Exercise directions
Return, character for character, the lines from the one bearing "Point out the green grass" through the end of the material. Omit everything before that line.

Provided material
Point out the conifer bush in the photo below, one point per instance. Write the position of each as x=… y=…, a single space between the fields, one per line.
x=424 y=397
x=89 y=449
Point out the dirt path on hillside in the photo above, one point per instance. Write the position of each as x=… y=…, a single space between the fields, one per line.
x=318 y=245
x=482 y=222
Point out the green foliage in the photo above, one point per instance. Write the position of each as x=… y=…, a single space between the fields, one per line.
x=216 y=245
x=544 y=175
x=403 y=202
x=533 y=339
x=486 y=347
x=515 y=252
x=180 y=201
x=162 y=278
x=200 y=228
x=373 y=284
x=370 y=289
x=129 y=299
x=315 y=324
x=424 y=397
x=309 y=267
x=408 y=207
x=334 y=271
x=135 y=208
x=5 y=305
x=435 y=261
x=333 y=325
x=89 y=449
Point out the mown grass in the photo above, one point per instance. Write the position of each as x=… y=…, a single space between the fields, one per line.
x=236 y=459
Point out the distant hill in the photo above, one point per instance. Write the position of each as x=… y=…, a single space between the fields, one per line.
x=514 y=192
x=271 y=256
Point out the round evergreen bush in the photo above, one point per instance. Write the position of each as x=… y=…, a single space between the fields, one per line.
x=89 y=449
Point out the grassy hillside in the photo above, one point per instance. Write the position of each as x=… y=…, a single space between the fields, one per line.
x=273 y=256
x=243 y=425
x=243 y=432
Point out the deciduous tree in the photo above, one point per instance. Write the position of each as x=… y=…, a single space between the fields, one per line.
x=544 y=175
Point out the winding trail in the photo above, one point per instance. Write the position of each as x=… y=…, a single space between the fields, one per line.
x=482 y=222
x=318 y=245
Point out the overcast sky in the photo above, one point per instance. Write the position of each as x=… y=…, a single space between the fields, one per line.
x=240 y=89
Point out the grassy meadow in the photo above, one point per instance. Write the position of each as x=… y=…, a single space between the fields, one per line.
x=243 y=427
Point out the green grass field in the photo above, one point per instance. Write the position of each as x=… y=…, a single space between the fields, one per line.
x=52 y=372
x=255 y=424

Task answer
Point out the green grass field in the photo above, one point per instance. Write the position of each as x=… y=…, a single space between the fields, one per line.
x=52 y=372
x=255 y=424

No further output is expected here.